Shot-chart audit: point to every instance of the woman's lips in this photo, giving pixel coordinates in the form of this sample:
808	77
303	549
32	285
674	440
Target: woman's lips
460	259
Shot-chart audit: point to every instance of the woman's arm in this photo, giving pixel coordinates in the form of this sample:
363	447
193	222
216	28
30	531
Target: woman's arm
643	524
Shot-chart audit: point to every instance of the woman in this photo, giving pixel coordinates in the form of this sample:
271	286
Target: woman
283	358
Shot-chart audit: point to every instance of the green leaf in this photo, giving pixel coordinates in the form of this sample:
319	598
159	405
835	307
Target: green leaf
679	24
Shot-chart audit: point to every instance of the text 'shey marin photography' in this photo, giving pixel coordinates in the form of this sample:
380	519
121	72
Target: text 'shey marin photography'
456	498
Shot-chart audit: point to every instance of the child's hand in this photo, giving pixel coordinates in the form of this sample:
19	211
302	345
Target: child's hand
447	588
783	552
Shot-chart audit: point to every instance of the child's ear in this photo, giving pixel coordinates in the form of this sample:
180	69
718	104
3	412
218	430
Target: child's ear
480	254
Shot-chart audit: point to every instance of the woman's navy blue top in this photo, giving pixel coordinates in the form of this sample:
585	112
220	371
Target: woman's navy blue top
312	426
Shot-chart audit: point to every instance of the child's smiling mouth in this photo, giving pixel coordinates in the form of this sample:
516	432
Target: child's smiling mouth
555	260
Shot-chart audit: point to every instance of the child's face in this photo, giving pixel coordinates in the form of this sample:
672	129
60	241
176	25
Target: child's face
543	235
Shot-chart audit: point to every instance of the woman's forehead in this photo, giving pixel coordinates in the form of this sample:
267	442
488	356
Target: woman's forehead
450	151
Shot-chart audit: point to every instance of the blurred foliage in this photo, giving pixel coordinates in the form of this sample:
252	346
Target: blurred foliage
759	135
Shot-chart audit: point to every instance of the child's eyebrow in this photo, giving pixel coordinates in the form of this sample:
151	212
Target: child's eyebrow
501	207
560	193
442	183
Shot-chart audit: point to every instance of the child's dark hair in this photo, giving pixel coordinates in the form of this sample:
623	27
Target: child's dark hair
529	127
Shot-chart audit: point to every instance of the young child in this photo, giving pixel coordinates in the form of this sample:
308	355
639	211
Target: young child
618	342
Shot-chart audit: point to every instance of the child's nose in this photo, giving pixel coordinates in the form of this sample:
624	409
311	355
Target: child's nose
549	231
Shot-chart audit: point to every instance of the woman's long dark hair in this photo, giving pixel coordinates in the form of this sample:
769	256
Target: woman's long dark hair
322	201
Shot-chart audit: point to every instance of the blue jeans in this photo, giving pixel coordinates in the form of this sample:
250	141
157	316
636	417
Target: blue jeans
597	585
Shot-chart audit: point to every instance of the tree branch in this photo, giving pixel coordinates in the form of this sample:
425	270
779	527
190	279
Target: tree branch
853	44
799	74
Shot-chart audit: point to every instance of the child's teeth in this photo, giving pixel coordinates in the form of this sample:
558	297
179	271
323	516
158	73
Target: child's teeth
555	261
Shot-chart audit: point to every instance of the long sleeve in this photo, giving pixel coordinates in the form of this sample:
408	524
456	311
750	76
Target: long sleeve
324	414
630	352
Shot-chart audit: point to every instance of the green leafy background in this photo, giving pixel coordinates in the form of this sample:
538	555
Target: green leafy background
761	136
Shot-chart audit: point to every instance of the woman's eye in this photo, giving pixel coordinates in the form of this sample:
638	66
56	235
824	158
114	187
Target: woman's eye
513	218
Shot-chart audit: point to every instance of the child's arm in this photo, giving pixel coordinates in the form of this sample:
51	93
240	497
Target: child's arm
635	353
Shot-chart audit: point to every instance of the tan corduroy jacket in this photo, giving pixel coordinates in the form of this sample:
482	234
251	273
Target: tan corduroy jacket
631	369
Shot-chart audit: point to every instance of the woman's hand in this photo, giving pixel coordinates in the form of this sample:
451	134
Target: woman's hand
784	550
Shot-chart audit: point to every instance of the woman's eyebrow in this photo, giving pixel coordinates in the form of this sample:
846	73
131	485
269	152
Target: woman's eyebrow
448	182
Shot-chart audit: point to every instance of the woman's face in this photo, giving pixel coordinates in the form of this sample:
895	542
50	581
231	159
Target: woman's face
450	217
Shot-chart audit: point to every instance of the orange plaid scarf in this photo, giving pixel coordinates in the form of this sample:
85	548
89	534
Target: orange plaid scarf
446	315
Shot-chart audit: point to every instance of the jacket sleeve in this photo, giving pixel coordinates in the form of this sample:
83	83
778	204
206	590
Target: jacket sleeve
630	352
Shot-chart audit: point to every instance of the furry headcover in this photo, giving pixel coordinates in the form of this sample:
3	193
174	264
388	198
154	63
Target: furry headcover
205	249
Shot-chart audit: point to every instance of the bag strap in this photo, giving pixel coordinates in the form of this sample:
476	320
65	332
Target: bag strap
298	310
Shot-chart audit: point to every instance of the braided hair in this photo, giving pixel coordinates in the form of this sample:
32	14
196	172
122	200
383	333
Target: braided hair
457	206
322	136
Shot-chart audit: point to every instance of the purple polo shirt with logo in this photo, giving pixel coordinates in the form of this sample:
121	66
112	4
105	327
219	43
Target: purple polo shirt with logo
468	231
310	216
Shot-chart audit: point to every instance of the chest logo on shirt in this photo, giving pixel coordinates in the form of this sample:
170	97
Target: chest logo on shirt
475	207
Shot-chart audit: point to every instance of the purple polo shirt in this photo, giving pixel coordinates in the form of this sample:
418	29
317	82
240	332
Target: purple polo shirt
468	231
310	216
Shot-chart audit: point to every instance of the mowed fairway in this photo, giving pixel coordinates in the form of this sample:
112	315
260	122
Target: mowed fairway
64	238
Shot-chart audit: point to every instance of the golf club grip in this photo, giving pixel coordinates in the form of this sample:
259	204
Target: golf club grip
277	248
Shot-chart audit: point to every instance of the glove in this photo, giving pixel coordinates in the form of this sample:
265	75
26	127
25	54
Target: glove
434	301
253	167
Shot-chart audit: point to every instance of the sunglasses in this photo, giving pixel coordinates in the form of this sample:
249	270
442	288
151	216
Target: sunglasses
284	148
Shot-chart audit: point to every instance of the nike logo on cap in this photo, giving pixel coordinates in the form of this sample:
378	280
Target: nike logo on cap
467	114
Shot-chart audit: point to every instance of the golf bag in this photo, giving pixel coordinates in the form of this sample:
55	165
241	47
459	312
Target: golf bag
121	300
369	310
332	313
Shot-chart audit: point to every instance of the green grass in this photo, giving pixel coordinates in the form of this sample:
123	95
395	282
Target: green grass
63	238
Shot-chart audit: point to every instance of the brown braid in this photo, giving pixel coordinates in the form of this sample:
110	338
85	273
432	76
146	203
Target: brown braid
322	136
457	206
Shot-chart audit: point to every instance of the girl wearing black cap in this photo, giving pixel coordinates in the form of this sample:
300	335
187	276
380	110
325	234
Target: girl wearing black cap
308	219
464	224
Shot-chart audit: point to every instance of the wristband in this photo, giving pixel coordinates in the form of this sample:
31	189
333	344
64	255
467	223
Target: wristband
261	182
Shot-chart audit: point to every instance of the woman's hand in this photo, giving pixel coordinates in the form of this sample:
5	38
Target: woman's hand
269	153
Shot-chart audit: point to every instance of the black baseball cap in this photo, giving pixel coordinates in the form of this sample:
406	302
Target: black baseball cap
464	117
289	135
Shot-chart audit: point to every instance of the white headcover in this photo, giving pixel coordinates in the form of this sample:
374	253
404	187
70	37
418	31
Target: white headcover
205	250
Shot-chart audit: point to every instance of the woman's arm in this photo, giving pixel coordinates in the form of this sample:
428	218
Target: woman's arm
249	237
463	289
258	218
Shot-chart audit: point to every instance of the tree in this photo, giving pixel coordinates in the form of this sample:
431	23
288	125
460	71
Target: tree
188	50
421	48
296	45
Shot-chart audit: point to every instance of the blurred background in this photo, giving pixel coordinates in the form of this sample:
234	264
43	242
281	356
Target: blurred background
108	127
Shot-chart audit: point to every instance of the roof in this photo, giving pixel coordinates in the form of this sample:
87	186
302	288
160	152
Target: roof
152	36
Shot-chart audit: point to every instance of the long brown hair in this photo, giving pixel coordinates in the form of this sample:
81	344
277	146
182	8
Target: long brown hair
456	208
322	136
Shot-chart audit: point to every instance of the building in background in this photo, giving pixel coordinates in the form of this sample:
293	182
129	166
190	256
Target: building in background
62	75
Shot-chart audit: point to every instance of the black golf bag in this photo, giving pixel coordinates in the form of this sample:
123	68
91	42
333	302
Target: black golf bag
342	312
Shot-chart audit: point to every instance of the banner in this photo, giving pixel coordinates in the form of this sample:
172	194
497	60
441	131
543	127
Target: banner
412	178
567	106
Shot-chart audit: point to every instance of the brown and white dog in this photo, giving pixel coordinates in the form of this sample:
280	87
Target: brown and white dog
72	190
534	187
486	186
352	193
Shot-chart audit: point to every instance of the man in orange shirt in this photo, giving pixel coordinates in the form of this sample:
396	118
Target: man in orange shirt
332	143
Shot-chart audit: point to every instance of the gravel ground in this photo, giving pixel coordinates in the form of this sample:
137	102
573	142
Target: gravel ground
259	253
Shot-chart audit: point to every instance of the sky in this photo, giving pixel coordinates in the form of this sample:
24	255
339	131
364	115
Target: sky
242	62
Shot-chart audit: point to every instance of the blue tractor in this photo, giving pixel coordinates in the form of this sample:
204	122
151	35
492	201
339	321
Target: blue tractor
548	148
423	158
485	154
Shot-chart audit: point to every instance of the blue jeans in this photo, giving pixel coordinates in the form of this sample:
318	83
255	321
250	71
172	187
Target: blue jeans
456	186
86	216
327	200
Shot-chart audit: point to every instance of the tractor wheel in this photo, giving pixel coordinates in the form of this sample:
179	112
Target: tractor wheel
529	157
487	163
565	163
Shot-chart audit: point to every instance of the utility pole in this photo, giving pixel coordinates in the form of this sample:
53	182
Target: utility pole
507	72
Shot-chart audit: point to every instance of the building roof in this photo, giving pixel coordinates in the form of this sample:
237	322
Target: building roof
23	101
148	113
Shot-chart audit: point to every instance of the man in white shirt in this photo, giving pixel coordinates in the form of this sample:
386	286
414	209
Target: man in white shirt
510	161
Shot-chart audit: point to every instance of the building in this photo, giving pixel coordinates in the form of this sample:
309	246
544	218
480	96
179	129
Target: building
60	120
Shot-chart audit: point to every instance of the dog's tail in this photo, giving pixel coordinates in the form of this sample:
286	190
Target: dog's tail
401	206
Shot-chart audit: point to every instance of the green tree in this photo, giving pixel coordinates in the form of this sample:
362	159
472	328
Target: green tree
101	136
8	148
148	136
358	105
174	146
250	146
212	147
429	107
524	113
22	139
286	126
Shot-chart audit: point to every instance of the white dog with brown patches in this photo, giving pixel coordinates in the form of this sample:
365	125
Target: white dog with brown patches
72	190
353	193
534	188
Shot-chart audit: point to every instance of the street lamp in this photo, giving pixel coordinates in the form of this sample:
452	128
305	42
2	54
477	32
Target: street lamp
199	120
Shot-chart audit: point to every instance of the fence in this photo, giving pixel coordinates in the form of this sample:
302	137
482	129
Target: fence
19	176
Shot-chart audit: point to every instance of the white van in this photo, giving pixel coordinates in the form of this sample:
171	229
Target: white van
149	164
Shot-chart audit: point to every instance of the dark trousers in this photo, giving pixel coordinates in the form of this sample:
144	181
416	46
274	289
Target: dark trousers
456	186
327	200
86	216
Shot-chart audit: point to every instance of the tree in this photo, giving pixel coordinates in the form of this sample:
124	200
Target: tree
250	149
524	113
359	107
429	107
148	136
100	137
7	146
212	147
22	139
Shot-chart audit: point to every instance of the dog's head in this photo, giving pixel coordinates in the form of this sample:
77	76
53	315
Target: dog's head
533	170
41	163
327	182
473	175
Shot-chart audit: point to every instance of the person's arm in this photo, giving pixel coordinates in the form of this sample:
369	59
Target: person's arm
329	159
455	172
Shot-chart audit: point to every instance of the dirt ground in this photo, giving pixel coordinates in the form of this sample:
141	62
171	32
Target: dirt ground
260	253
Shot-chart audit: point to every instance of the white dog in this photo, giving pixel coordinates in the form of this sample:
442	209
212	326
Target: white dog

—————

[Task objective]
Could you give again exactly the lines from the line containing "Shot-chart audit: point to every instance of the dog's head" through the final line of the data above, and no others?

[Problem solution]
Shot-chart audit: point to every instance of the dog's head in this photo, giving pixel coordinates in the form of this sample:
77	76
53	315
Target: dog's head
533	170
41	163
327	182
473	175
Shot-chart audit: point to every instance of the person's arm in this photo, giving pixel coordinates in the form of this sample:
369	59
Target: person's arm
329	159
455	172
Shot-chart audit: point to every instance of the dirt ground in this photo, giving pixel coordinates in the form of this sample:
141	62
171	32
Target: dirt ground
260	253
Shot-chart audit: point to every instance of the white dog in this photo, giving pixel coordinates in the form of this sample:
442	209
212	326
Target: white dog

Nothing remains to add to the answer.